■ Instructions for the task ■
Nothing should be left out: repeat all the data exactly.

*** Opening Data to use ***

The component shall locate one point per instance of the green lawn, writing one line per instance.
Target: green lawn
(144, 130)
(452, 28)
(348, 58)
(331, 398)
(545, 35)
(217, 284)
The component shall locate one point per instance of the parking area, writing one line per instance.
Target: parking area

*** Closing Data to use ***

■ Response below ■
The component shall locate one point per instance of the green lawn, writing one line per instance.
Target: green lawn
(144, 130)
(452, 28)
(348, 58)
(331, 398)
(545, 35)
(217, 284)
The component shall locate one point per instance of the parking area, writing one line per instance.
Target: parking area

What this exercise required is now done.